___ EXCERPT ___
Shell pumped oil through Nigeria pipeline for years despite pollution evidence, documents show
The oil giant says the documents ignore the critical context of the complex operating environment at the time.
British multinational Shell continued operating a major oil pipeline in Nigeria for years even though it knew it was causing widespread pollution - despite a warning from its own staff and its own technical standards, internal documents obtained by the BBC show.
The files, including emails and presentations, reveal that a senior Shell executive cautioned as early as 2008 about the risks of continuing to pump millions of barrels of unrefined fuel through one of the company's main pipelines in Africa's biggest oil producer while it was subject to massive and destructive uncontrolled theft and infrastructure failures.
Across Nigeria's oil-rich southern Niger Delta, decades of oil spills have left a landscape deeply scarred, with wetlands increasingly coated in crude and contaminated sediment.
The BBC obtained the internal documents after Shell disclosed them as part of ongoing legal proceedings in the UK brought by communities living around the creeks and mangroves of the Niger Delta, who want Shell to be liable for the pollution caused by more than 100 leaks stemming from theft and illegal refining of oil between 2011 and 2013 that have damaged their health, environment and livelihoods.
The 60-mile (96.5km) Nembe Creek Trunk Line runs near the riverine community of Bille, which is made up of 45 islands, from inland oilfields to a coastal processing site for exporting.
___
* **TASKS TO COMPLETE**
**A)** In the article on Shell's Nigeria pipeline, which years are mentioned? List all of them.
**B)** Shorten the paragraph of the article beginning "The BBC obtained the internal documents" into a few brief bullet points, keeping its main facts.
The items below are separate from the article.
___ DATASET ENTRIES ___
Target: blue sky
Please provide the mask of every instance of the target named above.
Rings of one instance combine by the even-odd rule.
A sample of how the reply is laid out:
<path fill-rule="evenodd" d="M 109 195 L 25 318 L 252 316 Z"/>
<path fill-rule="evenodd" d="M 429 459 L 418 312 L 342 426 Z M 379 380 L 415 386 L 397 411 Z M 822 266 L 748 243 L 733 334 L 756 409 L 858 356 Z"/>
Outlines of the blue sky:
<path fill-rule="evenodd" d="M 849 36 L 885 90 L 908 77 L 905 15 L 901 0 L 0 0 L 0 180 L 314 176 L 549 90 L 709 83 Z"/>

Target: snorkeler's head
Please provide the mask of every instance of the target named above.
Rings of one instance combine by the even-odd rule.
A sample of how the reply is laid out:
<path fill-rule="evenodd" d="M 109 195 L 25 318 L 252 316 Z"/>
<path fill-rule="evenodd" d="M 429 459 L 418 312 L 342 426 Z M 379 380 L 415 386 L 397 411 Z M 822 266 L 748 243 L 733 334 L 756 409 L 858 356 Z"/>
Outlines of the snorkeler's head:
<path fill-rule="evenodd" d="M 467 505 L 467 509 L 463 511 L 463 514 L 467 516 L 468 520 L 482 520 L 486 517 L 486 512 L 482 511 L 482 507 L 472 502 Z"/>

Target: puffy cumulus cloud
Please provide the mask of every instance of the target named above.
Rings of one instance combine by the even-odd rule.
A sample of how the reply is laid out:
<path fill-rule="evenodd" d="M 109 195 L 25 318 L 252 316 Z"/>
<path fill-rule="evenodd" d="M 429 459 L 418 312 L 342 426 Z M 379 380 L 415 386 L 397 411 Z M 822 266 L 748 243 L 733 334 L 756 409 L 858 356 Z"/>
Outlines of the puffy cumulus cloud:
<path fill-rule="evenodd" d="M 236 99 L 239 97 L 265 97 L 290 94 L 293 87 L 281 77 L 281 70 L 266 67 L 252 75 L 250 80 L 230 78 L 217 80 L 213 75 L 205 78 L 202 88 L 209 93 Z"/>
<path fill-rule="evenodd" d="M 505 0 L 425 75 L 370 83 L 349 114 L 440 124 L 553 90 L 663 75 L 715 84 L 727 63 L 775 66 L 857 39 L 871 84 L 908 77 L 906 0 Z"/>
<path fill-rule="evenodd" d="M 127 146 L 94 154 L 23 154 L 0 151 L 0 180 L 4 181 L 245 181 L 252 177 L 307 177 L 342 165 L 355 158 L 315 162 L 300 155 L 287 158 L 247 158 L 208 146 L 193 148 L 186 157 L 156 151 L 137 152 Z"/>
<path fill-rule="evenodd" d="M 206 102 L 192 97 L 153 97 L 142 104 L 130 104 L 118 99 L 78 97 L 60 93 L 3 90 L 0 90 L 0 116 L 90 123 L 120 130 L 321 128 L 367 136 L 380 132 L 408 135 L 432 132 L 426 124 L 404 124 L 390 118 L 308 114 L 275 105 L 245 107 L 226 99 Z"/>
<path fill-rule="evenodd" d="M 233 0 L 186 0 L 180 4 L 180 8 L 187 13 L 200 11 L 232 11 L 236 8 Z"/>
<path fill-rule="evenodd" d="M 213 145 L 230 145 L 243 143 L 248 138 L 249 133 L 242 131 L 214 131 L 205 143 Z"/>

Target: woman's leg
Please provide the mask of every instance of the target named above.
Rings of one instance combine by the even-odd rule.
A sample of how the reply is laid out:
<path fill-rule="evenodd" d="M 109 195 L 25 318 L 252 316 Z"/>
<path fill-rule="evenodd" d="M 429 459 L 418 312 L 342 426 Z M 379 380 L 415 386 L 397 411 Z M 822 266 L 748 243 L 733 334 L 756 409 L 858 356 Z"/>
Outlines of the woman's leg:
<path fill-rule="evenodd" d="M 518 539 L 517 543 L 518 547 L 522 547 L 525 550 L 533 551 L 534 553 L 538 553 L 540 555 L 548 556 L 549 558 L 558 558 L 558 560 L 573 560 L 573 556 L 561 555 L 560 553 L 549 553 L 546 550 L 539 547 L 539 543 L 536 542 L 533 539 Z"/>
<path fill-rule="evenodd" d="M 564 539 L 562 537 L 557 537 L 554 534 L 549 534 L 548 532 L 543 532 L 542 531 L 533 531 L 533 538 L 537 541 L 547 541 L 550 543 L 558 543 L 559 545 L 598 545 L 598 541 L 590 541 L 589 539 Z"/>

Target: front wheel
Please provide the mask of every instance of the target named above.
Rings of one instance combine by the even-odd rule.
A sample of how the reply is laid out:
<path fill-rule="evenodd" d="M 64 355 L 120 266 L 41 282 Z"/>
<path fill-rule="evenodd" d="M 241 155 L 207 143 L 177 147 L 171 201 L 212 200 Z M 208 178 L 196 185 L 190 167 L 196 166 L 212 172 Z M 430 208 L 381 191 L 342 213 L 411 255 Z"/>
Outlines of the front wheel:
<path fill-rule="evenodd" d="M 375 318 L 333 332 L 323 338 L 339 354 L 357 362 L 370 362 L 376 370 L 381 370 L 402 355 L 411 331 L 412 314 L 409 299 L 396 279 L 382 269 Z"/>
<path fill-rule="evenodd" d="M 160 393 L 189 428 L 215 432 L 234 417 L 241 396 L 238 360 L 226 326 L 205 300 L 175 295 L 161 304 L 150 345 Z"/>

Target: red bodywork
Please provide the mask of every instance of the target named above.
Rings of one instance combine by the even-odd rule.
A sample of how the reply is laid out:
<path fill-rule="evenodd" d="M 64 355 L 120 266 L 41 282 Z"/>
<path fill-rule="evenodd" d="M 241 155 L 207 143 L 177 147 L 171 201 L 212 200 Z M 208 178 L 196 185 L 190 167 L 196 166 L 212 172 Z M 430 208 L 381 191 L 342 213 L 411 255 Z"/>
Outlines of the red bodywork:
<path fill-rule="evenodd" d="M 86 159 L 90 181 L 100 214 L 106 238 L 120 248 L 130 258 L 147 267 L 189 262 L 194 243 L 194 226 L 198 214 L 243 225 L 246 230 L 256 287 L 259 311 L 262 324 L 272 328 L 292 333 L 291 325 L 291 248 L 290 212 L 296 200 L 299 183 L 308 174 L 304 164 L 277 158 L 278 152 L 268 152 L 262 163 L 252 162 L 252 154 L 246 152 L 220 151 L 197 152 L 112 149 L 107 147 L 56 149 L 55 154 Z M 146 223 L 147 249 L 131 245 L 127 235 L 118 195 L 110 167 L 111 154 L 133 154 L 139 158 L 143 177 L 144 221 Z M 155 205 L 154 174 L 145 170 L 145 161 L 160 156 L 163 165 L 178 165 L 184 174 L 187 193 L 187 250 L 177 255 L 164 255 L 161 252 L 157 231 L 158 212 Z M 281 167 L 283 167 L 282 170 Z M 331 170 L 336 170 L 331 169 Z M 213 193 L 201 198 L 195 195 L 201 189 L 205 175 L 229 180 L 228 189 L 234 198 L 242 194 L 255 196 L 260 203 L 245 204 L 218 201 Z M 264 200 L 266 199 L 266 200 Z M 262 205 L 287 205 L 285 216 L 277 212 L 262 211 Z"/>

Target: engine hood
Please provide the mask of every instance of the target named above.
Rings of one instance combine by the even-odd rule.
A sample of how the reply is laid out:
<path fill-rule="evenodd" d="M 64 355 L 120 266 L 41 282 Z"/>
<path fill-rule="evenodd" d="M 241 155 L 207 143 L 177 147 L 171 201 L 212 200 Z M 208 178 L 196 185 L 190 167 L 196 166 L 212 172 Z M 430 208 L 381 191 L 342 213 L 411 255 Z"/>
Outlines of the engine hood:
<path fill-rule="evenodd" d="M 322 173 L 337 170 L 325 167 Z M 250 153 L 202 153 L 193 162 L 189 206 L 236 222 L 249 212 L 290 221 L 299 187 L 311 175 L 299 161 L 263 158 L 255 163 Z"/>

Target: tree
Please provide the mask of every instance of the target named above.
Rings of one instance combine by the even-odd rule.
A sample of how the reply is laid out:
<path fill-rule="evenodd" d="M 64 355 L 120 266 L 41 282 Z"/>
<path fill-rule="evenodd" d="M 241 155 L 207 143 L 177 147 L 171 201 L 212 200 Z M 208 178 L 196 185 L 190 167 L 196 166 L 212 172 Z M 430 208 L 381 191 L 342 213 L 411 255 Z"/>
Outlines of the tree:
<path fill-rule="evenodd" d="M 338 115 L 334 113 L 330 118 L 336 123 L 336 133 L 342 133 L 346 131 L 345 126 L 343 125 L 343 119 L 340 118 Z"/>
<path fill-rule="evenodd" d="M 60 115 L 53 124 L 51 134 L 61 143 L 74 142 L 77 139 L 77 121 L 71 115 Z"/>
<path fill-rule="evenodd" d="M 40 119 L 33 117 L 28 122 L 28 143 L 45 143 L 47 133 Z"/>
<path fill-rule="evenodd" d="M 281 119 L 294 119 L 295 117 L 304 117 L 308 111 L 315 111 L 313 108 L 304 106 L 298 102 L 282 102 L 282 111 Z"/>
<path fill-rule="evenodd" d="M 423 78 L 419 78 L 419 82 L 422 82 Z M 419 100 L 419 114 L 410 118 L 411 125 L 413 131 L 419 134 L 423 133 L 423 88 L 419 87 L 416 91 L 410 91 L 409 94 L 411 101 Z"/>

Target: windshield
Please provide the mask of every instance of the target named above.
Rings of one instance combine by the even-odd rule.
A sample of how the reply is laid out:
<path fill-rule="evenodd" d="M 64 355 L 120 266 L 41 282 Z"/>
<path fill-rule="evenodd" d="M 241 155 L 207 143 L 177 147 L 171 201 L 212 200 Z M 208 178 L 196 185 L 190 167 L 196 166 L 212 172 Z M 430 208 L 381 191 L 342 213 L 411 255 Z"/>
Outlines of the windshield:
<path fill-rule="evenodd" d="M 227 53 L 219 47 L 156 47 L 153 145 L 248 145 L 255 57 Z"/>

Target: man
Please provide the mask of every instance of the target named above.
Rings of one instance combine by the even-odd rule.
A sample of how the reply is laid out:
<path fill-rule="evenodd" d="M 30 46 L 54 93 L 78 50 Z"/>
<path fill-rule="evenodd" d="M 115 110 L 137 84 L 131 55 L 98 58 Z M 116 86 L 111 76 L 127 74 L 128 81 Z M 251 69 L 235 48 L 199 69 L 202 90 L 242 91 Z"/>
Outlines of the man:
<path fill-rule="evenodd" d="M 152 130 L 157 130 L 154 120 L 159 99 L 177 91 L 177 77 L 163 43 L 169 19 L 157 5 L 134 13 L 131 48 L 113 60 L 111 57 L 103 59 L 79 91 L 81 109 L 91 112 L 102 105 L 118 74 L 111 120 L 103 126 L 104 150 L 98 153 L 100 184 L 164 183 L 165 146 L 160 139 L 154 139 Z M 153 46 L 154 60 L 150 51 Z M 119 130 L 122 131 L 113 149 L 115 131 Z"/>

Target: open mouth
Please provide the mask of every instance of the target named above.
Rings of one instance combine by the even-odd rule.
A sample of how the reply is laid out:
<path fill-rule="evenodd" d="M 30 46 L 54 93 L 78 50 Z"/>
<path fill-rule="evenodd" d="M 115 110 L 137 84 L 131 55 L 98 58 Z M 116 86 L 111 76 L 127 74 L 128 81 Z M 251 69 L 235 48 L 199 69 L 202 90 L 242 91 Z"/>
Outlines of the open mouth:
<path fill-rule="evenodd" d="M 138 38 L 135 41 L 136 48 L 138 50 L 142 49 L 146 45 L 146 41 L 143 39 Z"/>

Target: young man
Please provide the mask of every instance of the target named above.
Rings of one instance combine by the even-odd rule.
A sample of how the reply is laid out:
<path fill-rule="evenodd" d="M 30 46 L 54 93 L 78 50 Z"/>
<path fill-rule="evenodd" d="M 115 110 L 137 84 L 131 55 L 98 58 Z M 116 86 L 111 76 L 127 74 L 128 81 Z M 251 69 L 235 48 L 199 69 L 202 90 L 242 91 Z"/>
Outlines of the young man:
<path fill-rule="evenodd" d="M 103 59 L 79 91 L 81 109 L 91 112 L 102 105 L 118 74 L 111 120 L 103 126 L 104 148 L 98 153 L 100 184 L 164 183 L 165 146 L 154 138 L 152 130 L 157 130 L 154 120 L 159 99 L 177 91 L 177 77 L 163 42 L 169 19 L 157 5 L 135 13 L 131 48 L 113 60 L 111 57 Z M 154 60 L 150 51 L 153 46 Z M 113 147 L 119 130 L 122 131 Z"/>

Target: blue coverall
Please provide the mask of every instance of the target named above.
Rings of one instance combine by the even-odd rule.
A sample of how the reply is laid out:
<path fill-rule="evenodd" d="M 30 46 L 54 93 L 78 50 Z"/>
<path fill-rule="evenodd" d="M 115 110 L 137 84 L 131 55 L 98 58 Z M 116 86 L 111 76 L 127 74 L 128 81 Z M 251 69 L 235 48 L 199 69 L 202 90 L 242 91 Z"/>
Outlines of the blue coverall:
___
* **RESULTS FOR EACH TASK**
**A)** 2008, 2011, 2013

**B)**
- Shell disclosed the internal documents during ongoing UK legal proceedings, and the BBC obtained them afterward.
- The case was brought by communities living around the creeks and mangroves of the Niger Delta.
- They want Shell held liable for pollution from more than 100 leaks caused by theft and illegal refining of oil between 2011 and 2013.
- The leaks have damaged their health, environment and livelihoods.